### THE REQUEST
Update the listing below from the line with "wall mirror in the photo above." through the end of the listing, changing "return" to "mark" and keeping everything else the same.

[Dataset rows]

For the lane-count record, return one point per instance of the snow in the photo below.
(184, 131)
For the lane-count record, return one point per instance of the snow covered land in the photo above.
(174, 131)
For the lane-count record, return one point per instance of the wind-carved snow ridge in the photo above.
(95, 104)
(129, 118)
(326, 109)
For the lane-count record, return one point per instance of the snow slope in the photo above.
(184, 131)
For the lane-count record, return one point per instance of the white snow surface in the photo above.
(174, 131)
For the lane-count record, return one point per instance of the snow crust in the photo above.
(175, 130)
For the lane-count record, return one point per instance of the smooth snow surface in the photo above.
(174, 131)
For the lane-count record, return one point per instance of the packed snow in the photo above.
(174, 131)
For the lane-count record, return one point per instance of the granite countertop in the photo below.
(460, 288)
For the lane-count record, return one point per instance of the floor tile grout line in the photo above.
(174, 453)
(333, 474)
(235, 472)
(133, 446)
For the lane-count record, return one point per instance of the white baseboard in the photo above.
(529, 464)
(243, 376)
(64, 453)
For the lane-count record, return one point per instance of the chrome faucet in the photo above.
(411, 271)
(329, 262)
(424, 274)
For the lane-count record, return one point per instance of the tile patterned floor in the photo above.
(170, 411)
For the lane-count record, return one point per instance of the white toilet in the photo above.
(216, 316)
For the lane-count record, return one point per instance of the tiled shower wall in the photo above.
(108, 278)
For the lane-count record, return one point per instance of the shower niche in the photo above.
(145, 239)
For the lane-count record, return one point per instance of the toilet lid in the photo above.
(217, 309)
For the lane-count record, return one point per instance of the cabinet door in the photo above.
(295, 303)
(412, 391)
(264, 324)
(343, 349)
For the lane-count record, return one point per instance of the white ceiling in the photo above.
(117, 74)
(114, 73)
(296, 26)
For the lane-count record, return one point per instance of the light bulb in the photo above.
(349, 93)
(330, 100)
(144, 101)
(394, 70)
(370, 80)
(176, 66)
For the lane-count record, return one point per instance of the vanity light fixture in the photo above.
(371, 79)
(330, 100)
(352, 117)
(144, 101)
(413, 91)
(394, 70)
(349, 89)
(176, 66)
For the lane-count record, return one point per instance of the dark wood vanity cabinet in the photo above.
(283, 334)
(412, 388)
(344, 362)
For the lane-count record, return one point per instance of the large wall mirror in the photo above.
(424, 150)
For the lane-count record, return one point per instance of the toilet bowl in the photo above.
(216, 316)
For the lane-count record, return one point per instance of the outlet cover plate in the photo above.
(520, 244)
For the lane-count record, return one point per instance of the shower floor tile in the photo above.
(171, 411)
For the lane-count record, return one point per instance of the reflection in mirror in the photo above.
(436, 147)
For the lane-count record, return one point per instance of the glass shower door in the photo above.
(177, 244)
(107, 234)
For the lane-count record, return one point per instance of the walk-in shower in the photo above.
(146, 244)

### EXERCISE RESPONSE
For the lane-count record, mark one point per instance of the large wall mirror in the photo above.
(424, 150)
For the lane-count record, mark one point per instance of the toilet bowl in the photo above.
(216, 316)
For the lane-count record, mark one point per instance of the outlet cover plate in the photo above.
(520, 244)
For the lane-count record, mark one point per instance of the shower floor tile in the photo above.
(171, 411)
For the lane-count record, mark one point per instance of the reflection in mirror in the photo above.
(436, 147)
For the lane-count record, mark one point per instance of the glass shower door in the photo above.
(177, 244)
(107, 234)
For the lane-count record, mark one point per instance of the walk-in shower in the photo above.
(146, 244)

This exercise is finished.